■ Stated exercise:
Emit only the lines from the line containing "Please locate the brick" through the last line of the entries, unchanged.
>> start Information shown
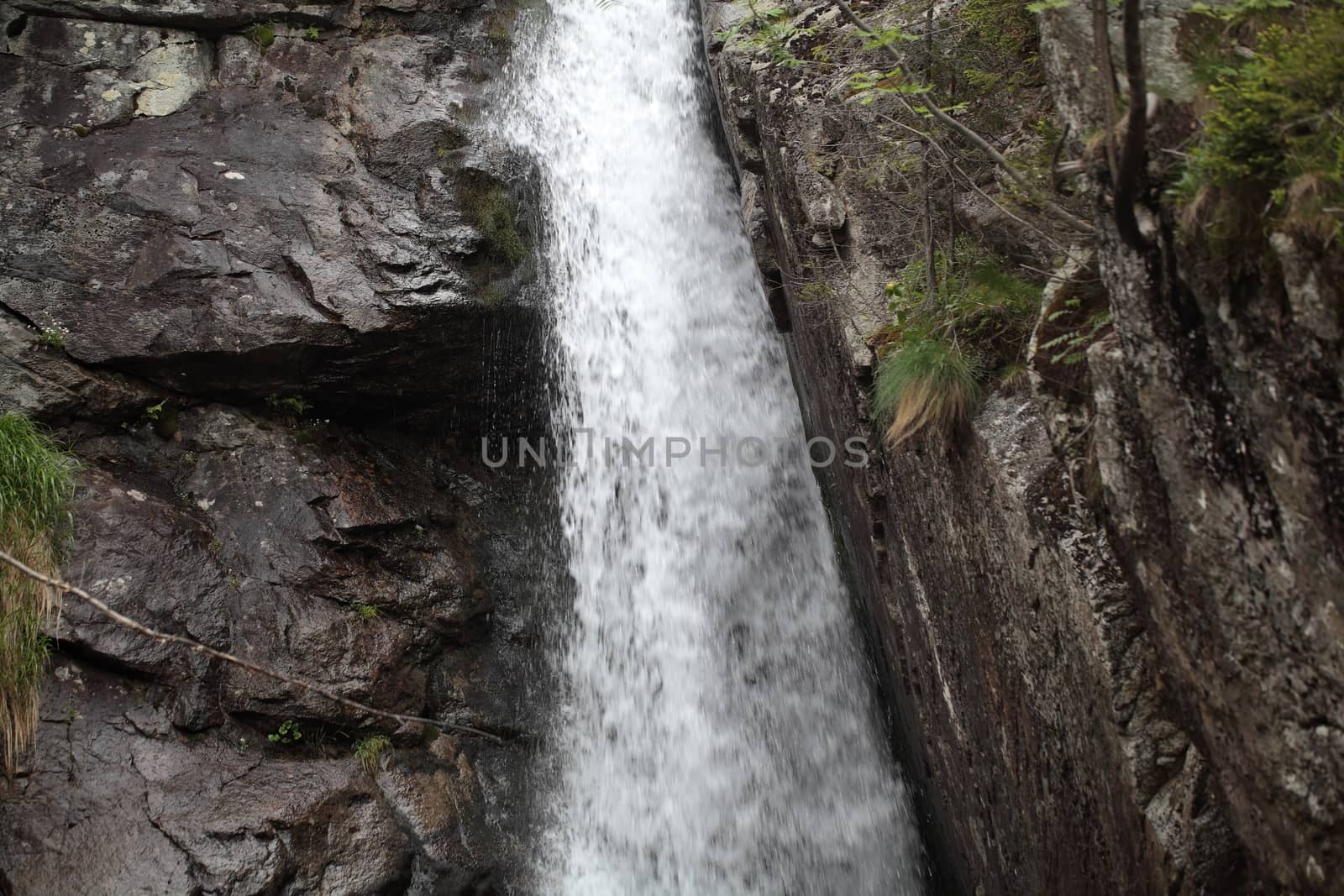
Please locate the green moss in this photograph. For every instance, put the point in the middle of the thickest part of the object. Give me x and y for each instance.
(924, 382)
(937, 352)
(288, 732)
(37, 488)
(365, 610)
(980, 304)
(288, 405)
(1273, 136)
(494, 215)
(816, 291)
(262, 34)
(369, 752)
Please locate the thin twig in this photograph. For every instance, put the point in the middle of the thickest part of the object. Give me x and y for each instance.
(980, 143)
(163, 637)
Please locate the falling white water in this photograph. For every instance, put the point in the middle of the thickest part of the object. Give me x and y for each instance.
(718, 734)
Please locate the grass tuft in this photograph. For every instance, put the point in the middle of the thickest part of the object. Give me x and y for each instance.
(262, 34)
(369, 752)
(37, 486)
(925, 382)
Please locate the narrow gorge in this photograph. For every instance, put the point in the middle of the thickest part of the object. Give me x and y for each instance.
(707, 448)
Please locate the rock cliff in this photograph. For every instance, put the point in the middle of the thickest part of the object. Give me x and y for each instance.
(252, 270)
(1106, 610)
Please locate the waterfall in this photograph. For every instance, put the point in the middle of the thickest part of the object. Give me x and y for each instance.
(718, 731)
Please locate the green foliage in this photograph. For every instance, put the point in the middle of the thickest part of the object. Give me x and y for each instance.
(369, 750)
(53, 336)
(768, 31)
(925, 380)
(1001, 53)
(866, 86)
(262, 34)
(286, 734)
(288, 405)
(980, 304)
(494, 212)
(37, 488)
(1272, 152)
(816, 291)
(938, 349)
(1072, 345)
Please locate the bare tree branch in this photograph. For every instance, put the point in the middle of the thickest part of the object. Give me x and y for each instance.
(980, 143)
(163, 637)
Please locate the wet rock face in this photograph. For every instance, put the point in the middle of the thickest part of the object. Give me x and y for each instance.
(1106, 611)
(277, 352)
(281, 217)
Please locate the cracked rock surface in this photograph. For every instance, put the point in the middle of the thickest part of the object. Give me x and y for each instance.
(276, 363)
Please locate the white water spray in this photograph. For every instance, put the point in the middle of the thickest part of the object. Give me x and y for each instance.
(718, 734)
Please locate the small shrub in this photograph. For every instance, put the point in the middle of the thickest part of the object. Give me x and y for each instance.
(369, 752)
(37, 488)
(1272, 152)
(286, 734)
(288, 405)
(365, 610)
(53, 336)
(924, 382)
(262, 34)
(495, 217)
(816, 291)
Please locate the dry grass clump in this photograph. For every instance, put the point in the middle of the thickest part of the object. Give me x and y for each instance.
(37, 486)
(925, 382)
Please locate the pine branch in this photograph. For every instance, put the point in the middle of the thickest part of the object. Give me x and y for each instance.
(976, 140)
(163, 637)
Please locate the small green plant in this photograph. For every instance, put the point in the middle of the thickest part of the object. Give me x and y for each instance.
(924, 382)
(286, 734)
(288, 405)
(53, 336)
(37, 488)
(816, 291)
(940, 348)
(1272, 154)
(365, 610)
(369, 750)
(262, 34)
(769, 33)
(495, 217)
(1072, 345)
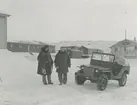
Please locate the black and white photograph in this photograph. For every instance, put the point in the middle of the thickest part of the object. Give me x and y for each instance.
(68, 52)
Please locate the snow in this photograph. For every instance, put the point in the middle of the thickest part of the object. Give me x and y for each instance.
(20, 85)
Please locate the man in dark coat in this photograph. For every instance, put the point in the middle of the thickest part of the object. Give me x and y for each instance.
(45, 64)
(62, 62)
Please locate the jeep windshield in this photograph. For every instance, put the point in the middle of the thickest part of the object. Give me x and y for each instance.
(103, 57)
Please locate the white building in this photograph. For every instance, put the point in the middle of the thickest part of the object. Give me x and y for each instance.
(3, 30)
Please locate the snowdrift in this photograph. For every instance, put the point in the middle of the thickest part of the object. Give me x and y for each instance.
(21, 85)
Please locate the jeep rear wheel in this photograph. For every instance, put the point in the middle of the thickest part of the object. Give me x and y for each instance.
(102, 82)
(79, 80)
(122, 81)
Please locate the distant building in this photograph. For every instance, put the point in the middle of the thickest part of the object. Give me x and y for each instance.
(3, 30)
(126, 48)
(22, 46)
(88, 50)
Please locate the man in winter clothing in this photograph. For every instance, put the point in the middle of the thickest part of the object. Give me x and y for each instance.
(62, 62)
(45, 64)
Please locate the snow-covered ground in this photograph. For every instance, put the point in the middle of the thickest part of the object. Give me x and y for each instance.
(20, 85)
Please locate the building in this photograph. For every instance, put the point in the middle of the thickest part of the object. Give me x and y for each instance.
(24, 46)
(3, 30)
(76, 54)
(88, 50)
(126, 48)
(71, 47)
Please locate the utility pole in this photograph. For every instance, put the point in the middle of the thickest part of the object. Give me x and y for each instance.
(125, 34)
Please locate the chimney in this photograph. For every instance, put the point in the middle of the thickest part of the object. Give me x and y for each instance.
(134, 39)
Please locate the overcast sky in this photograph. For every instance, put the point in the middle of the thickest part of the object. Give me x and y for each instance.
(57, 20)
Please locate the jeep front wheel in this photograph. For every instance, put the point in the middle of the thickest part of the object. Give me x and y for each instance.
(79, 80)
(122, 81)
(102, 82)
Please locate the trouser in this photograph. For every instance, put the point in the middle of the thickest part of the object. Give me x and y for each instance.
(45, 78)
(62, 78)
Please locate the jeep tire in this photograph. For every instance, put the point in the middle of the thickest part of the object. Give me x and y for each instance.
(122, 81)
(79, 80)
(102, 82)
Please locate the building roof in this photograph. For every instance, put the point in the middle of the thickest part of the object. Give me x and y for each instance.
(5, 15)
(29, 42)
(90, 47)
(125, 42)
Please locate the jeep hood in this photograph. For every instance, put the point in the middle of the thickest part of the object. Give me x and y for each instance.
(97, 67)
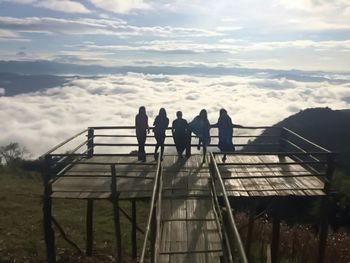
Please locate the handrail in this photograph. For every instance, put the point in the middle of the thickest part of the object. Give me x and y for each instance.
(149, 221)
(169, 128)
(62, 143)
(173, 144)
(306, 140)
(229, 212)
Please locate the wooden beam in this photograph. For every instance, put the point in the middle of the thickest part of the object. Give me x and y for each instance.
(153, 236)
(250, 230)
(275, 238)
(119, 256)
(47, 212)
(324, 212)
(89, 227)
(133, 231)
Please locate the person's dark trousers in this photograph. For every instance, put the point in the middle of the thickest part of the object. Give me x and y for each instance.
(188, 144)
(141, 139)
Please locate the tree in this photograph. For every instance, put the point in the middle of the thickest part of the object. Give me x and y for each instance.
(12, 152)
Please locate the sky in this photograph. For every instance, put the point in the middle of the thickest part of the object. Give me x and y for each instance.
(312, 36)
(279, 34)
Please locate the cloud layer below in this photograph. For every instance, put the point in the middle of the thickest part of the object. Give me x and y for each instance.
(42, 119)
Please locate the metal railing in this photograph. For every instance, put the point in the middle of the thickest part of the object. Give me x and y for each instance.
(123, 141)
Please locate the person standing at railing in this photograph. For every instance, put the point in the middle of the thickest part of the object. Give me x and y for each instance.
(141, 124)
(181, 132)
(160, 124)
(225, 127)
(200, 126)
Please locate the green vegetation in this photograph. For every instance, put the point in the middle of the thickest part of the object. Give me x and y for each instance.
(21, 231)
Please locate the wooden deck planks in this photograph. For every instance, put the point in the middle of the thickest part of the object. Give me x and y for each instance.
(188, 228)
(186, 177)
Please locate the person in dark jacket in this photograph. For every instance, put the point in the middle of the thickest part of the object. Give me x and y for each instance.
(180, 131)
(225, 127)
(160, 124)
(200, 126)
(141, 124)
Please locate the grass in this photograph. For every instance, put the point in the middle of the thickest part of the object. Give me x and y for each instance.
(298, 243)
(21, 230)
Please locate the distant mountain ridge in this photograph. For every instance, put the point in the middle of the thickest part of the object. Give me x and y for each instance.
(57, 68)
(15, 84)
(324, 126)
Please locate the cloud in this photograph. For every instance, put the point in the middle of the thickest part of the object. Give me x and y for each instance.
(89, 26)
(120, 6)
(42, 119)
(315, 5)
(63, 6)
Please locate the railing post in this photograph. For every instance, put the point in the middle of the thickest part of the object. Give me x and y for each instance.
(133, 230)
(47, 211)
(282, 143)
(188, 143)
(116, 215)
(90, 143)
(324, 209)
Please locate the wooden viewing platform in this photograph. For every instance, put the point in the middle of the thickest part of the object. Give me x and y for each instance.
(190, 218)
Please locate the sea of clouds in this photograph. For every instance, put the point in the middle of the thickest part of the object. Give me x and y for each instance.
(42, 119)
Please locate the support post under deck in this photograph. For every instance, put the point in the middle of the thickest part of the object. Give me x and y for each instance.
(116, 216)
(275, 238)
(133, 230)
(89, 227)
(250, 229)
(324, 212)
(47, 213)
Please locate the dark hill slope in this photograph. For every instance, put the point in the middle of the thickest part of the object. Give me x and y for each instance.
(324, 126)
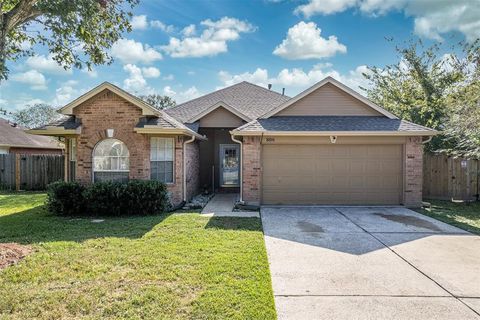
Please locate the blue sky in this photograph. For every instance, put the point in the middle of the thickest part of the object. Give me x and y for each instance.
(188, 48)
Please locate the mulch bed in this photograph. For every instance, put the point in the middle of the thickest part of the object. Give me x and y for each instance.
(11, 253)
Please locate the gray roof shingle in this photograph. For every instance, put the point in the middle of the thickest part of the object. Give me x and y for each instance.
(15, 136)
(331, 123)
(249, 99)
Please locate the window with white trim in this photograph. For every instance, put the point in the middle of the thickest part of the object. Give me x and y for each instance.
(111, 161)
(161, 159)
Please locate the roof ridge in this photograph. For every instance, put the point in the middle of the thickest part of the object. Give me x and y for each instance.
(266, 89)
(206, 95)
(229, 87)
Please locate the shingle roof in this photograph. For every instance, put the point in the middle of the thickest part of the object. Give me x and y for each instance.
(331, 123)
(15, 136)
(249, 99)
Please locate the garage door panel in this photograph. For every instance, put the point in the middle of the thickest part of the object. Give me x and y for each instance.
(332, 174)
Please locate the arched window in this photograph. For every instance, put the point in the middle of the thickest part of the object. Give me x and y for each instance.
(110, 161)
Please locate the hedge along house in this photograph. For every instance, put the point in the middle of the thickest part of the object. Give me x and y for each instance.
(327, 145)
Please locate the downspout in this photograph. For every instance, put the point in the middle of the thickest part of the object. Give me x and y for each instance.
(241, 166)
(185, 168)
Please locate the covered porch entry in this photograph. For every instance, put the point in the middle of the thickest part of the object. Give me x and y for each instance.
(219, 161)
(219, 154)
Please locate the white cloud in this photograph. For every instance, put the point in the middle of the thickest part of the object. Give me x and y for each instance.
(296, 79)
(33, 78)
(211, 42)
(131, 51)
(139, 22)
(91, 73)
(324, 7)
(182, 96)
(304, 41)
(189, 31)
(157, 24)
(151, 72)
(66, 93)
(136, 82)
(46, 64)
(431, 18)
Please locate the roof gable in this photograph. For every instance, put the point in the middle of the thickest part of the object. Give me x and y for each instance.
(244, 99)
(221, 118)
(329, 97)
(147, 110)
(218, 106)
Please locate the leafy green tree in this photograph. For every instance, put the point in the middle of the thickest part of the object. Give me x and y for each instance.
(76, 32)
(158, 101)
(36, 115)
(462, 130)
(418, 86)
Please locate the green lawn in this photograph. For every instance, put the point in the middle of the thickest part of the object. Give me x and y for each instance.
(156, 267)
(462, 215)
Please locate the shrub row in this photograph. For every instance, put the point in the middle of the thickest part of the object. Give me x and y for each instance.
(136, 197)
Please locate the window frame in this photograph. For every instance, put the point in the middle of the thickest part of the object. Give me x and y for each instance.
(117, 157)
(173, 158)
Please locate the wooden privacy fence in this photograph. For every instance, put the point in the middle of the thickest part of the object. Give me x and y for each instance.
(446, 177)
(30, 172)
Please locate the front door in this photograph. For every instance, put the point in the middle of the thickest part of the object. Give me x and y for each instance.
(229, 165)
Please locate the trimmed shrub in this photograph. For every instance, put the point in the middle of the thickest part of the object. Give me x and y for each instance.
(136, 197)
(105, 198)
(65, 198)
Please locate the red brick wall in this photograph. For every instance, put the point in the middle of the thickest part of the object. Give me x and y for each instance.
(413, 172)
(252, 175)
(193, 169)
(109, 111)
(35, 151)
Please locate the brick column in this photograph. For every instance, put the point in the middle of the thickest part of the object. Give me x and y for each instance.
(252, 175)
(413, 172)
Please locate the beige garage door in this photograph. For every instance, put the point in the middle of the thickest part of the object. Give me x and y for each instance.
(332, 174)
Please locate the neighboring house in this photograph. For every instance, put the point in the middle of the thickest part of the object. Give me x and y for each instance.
>> end Information shown
■ Answer to the task:
Please locate the brick column in this photograph. For every instance, put the point in the middle of the thickest part of the object. Give me x and y for each instance.
(252, 175)
(413, 172)
Please locate the beige garage door in this photograph. For every instance, put the point in the middle of the thickest part of the object. Give me x and y for each instance.
(332, 174)
Please locate the neighboring house in this photograph. For every instance, put the point in the middle of the thickest part of the object. Give me x and y for each instance.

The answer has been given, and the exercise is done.